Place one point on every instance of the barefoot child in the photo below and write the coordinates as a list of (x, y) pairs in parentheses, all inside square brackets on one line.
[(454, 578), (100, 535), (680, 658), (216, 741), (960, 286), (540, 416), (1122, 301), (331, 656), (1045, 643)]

--

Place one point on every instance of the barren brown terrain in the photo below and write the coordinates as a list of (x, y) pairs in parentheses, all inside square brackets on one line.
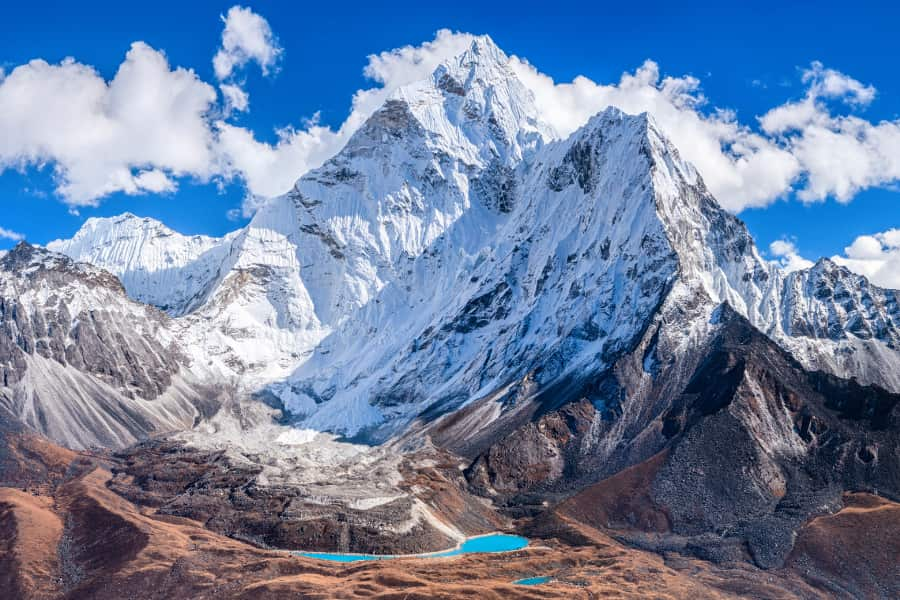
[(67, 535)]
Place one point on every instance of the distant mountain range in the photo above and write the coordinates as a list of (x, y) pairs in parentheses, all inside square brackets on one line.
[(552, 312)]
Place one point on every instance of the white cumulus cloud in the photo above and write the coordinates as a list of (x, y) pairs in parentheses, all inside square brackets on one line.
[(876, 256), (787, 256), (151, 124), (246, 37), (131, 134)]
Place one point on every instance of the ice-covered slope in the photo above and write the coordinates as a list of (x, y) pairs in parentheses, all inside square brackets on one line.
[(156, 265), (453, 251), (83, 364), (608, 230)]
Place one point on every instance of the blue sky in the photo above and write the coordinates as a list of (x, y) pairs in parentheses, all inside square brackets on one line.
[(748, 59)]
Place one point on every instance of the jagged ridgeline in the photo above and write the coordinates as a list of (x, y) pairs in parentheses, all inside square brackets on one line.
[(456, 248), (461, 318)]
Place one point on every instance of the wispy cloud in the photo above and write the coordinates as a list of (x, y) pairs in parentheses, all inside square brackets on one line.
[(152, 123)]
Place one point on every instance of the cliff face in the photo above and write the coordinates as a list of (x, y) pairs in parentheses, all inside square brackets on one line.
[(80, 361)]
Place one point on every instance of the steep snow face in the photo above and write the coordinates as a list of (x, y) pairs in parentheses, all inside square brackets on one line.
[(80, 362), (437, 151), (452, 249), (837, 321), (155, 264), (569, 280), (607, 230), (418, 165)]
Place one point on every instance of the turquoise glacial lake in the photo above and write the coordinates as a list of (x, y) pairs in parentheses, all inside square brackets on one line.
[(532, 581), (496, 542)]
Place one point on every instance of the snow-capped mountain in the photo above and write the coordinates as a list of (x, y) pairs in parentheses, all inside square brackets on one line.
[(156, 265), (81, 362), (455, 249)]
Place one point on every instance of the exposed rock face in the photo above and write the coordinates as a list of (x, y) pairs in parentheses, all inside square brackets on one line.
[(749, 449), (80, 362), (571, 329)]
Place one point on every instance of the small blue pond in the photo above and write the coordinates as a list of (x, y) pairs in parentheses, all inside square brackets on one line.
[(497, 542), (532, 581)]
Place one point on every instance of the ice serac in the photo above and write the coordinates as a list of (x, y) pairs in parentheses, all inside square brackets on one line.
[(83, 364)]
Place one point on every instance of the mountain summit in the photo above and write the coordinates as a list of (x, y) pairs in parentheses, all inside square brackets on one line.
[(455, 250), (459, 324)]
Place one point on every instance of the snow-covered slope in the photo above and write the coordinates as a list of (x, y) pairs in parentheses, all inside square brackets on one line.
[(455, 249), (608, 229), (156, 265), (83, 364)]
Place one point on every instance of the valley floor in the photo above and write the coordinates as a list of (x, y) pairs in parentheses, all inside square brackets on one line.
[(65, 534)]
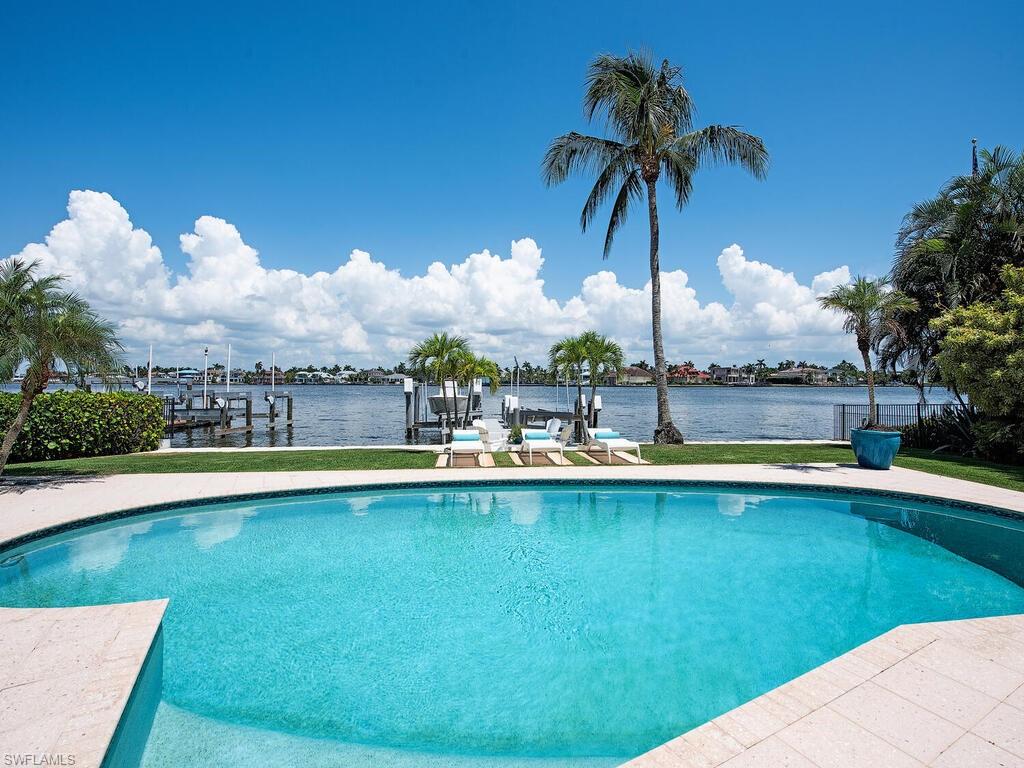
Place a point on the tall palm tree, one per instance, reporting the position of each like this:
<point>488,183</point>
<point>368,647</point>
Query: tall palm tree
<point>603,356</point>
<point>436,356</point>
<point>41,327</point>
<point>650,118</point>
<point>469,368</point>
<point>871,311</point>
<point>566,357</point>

==

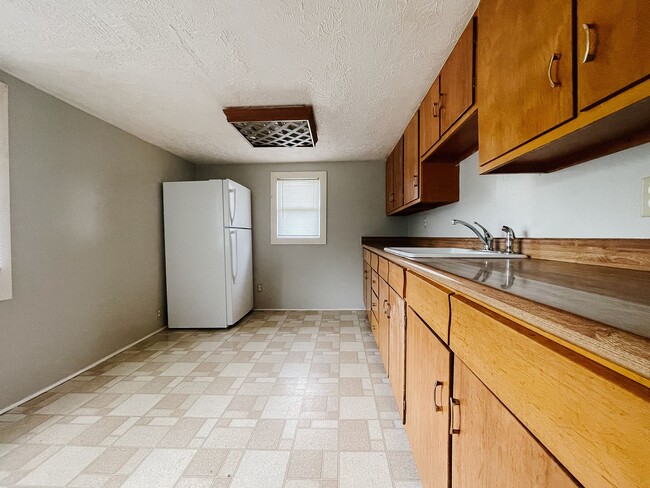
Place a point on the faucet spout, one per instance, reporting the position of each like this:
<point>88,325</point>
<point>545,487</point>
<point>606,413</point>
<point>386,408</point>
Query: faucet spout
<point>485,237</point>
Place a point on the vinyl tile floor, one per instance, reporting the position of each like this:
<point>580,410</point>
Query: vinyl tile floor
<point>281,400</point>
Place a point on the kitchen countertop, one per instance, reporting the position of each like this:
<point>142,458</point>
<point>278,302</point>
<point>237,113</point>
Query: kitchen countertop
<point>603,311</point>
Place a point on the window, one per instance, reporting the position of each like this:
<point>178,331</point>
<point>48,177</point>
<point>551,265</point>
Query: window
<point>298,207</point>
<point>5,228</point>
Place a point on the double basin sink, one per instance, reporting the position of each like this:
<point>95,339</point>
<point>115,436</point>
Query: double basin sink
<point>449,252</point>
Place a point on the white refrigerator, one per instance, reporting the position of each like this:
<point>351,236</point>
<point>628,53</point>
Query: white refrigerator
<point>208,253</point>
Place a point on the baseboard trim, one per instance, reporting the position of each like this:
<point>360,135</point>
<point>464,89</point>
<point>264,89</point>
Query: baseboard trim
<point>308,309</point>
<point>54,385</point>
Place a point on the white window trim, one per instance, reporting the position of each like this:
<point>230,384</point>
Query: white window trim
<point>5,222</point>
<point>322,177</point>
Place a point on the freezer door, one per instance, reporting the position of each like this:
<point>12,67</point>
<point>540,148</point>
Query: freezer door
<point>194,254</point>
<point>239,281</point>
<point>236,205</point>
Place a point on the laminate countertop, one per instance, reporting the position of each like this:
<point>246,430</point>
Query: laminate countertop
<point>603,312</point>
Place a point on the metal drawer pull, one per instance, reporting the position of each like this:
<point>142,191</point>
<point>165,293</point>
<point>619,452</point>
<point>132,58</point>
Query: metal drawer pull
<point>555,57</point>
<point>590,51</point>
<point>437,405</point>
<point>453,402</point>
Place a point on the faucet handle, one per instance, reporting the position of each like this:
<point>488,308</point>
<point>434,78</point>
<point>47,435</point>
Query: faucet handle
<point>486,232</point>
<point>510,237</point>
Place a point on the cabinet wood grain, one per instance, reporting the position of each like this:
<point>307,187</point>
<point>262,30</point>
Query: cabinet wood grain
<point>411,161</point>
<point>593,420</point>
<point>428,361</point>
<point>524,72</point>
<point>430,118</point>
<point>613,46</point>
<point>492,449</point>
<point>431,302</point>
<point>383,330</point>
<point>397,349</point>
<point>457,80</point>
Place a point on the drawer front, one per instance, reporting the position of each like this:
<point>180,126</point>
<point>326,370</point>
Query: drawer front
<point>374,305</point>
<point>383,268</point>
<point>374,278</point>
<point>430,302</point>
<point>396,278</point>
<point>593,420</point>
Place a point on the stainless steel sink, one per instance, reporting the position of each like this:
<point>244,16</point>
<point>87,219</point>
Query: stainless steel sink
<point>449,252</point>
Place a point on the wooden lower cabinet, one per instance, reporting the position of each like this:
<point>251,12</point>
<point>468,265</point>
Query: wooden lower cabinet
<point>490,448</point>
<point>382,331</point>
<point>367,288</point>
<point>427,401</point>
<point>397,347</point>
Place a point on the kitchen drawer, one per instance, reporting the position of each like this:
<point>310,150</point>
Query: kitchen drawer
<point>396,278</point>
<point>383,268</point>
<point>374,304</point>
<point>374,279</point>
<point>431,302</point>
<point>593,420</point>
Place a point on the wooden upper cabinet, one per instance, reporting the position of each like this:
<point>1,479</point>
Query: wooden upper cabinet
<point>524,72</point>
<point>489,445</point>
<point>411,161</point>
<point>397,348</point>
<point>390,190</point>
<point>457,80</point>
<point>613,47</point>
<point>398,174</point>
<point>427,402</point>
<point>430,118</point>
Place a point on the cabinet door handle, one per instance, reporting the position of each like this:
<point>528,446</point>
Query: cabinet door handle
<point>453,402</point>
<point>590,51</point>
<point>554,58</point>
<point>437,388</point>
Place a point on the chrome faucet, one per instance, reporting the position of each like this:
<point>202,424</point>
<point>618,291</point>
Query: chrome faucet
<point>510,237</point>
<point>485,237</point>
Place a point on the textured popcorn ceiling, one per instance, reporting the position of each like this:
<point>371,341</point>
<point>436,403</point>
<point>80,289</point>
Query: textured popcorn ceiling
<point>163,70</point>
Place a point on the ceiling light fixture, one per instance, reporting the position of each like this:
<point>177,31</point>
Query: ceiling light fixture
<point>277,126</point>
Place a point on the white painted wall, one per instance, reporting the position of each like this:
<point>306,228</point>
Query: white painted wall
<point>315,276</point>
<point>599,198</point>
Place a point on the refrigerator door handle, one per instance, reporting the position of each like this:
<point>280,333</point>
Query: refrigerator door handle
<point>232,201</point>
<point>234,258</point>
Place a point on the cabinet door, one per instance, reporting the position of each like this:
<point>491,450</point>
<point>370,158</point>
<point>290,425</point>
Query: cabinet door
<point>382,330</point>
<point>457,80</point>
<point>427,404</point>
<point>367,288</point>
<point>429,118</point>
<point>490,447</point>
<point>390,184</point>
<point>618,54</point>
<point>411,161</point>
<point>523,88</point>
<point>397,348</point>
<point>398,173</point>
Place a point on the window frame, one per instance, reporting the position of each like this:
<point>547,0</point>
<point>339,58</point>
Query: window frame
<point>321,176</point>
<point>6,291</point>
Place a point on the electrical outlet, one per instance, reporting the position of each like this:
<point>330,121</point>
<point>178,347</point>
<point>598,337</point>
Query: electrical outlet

[Short exercise]: Beginning with the line that contains "Place a point on the double" and continuing through the line that contains "<point>603,312</point>", arrange those lines of the records above as a numbered list with blank lines left out.

[Result below]:
1. Place a point on the double basin sink, one per instance, reporting the position of each like this:
2. <point>95,339</point>
3. <point>115,436</point>
4. Query: double basin sink
5. <point>449,252</point>
6. Place a point on the white refrigerator, one per instance, reporting the position of each like this:
7. <point>351,236</point>
8. <point>628,53</point>
9. Query: white refrigerator
10. <point>208,253</point>
11. Place a point on the baseboard trim, one per instance, reporting the position of each like this:
12. <point>360,135</point>
13. <point>464,89</point>
14. <point>264,89</point>
15. Query: baseboard trim
16. <point>308,309</point>
17. <point>54,385</point>
18. Place a point on the white window trim, one per instance, reporting the position of each like this:
19. <point>230,384</point>
20. Query: white window trim
21. <point>5,222</point>
22. <point>322,177</point>
23. Place a point on the freezer door, one per instance, reporting the position of each like this:
24. <point>12,67</point>
25. <point>540,148</point>
26. Query: freezer door
27. <point>194,254</point>
28. <point>239,281</point>
29. <point>236,205</point>
30. Place a point on the laminate countertop, one per instance, reporting the position of each like this:
31. <point>246,430</point>
32. Query: laminate countertop
33. <point>603,312</point>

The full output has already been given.